• _Assignment_: For the entries below, print exactly the lines between the line holding "Query: paved street" and the line holding "like (44, 314).", inclusive, and nothing else.
── Data shown ──
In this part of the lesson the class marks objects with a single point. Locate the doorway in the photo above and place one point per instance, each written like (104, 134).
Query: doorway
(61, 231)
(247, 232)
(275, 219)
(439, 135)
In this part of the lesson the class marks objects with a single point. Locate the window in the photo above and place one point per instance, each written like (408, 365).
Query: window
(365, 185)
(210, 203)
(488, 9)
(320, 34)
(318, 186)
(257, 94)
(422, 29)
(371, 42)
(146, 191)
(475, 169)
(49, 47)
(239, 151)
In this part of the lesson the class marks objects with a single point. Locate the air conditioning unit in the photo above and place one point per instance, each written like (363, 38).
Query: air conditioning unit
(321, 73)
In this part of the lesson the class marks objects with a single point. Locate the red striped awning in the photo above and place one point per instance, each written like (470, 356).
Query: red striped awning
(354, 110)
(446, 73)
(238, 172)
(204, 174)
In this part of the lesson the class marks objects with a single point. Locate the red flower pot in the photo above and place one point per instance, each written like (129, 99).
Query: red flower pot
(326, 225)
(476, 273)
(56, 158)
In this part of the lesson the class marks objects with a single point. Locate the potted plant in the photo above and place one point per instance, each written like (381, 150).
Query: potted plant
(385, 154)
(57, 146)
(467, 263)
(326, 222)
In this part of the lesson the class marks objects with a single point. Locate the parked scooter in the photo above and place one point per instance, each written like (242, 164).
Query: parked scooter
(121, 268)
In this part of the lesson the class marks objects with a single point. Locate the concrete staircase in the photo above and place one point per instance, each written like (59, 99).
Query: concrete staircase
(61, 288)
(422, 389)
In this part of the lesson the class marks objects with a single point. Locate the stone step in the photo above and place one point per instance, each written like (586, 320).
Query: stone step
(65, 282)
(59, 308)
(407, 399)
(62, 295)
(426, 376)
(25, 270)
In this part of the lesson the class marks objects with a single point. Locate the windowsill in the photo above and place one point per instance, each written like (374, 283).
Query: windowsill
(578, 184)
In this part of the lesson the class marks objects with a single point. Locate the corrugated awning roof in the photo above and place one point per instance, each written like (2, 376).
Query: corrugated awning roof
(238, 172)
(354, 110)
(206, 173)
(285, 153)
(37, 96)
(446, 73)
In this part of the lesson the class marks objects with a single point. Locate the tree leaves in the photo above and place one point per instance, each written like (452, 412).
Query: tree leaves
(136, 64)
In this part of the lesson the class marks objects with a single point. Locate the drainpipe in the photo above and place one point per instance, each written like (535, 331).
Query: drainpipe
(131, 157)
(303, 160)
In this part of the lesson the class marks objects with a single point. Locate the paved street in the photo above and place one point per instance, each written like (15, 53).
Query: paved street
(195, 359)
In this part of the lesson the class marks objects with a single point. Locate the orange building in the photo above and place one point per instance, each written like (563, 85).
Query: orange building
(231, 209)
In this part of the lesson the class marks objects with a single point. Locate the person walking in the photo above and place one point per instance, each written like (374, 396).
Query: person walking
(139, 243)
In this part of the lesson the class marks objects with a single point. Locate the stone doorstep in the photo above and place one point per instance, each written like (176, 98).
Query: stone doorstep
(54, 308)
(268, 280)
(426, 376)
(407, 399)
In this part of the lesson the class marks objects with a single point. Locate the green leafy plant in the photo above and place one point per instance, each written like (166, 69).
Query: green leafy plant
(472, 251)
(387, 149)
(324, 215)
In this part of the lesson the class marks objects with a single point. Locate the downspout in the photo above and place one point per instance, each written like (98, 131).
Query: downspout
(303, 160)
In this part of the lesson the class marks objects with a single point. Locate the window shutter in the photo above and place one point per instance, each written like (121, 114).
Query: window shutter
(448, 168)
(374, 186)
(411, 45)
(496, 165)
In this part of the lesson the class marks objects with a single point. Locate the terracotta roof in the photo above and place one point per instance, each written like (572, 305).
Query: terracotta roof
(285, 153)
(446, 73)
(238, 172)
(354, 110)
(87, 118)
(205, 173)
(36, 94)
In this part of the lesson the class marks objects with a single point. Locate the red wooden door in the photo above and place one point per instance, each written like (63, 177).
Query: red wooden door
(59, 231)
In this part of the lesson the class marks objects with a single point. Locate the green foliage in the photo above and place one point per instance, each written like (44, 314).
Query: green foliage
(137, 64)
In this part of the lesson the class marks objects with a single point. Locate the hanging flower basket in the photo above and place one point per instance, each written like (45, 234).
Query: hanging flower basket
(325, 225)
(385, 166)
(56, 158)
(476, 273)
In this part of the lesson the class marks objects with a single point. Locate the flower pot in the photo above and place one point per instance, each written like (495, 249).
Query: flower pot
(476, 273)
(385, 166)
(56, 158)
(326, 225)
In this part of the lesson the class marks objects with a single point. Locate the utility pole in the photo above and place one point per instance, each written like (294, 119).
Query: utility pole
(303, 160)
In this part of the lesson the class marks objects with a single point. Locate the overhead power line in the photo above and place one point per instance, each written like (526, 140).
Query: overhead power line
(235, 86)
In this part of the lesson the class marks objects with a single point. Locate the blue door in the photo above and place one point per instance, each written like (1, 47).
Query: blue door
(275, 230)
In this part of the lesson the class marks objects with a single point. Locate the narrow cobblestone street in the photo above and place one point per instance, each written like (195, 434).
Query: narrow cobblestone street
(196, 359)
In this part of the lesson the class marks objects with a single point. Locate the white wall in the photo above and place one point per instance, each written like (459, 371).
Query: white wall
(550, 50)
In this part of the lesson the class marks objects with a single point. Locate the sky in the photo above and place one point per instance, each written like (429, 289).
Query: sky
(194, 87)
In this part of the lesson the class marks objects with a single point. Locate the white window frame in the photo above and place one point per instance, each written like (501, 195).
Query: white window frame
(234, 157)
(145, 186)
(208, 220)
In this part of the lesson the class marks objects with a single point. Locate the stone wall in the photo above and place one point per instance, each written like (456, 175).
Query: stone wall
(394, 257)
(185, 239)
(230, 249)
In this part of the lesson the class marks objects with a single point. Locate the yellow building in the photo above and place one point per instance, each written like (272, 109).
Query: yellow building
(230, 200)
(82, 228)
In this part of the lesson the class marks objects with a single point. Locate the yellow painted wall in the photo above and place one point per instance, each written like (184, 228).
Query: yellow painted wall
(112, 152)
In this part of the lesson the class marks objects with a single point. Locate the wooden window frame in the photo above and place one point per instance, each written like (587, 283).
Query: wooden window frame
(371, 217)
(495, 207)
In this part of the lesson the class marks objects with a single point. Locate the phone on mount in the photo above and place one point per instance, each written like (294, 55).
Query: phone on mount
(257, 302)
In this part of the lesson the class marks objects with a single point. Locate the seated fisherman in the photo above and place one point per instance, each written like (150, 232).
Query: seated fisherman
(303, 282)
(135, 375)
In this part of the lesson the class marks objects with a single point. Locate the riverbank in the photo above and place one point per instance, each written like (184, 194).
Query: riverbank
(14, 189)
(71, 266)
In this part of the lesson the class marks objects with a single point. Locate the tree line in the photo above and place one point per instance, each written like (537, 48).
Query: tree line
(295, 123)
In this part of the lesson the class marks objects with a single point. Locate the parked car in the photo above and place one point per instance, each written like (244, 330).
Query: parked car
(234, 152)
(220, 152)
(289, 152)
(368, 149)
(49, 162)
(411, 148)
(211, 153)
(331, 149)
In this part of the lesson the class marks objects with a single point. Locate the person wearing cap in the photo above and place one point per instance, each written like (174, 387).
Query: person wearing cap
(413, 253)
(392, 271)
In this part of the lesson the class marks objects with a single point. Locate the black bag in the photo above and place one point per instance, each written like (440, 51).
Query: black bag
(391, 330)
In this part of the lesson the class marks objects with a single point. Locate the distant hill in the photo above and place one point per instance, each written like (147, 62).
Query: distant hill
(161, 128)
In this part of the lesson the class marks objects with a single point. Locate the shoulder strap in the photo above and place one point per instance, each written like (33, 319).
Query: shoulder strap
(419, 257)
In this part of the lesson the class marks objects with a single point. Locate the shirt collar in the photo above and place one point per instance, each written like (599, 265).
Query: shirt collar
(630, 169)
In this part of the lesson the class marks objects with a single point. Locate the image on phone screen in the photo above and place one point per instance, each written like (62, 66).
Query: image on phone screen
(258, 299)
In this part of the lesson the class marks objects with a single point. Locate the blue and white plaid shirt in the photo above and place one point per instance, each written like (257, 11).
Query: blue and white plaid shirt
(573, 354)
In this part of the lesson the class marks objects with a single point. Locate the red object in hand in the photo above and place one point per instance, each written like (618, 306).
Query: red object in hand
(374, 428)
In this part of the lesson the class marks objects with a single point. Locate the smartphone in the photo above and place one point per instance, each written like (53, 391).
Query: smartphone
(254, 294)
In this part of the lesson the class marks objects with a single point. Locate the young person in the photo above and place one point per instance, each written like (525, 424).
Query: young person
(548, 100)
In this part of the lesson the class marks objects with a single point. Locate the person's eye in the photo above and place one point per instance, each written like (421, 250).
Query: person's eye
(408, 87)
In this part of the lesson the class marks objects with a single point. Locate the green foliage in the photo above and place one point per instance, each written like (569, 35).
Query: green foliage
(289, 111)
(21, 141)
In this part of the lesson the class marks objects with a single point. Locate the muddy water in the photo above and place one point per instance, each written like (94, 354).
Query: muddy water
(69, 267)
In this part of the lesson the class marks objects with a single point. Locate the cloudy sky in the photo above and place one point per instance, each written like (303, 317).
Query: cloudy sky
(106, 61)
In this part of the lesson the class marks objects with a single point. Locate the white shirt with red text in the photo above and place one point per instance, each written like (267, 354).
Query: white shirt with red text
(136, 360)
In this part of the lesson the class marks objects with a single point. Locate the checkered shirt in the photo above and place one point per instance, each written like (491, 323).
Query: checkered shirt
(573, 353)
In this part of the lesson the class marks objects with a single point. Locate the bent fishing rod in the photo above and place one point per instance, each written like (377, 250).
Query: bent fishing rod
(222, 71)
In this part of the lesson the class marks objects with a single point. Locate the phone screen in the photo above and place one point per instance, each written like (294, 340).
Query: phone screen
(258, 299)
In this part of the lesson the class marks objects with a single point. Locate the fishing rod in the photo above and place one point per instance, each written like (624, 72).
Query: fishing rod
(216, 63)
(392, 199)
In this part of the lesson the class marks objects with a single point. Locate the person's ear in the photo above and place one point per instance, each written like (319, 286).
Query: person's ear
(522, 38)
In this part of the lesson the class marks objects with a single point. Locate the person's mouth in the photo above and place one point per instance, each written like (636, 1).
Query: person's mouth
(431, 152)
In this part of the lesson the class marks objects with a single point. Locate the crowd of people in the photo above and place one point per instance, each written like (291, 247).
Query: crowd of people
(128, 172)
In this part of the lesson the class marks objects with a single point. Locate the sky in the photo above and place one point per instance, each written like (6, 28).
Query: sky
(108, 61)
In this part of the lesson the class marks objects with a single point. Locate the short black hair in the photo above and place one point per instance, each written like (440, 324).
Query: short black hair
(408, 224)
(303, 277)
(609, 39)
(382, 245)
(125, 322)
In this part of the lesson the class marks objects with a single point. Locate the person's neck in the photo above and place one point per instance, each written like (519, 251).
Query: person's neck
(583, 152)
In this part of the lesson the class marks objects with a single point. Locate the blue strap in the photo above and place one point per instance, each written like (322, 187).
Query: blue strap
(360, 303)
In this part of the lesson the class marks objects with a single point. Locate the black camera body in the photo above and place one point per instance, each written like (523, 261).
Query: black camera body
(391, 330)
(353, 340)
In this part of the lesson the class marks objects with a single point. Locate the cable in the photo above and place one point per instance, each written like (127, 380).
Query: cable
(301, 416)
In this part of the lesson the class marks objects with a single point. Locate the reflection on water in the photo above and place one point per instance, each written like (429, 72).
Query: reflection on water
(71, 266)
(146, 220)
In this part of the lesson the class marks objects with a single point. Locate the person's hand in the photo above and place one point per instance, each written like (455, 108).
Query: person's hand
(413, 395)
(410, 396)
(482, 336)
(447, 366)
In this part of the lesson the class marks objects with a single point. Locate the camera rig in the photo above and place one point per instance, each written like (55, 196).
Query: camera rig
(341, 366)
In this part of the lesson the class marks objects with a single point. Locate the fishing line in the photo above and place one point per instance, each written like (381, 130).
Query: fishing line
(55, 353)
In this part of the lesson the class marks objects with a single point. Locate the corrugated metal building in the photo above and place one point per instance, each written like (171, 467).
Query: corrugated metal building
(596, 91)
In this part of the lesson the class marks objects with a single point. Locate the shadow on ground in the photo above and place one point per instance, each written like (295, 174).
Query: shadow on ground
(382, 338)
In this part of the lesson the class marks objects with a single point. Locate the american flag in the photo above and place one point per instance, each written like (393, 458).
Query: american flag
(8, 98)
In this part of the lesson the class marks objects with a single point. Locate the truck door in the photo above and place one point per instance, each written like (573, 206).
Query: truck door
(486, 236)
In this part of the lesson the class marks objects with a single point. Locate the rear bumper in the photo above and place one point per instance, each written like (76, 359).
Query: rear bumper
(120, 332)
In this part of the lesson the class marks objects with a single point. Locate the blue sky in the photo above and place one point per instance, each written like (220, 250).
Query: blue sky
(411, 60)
───
• _Written response_:
Query: paved street
(195, 359)
In this part of the lesson the class marks objects with a single point. Locate the orange building in the photo above and place one point per instance, each written like (563, 85).
Query: orange building
(231, 209)
In this part of the lesson the class marks objects with a single point. Locate the person walking in the photo above and place one point per instance, each written like (374, 396).
Query: person walking
(139, 243)
In this part of the lesson the class marks objects with a single point. Locate the stone doorstep in the photo above and place one point per instance, each written like (176, 98).
Query: stone doorstep
(54, 308)
(268, 280)
(426, 376)
(407, 399)
In this part of the lesson the class marks objects with a single point. Locate the green leafy plant in the photo above and place one point per instance, each written like (166, 69).
Query: green leafy plant
(472, 251)
(387, 149)
(324, 215)
In this part of the lesson the class marks objects with a single point. Locate the downspout in the photo above and place one point per instance, each written like (98, 131).
Query: downspout
(303, 160)
In this part of the lesson the class marks objects with a single point. Locate the window shutter in the photo above and place one point per instance, each written like (121, 114).
Query: window shutter
(448, 168)
(374, 186)
(411, 45)
(496, 165)
In this part of the lesson the class marks objects with a single point. Locate the terracotta roof in the photo above and place one point per instance, each written like (572, 305).
Query: terracotta roof
(285, 153)
(446, 73)
(238, 172)
(354, 110)
(87, 118)
(205, 173)
(36, 94)
In this part of the lesson the class marks objects with a single point. Locate the red wooden door in the photo above and place one point per instance, each written like (63, 177).
Query: red wooden door
(59, 231)
In this part of the lesson the class marks objects with a single point. Locate the green foliage in the photo above and place one point per instance, each written like (44, 314).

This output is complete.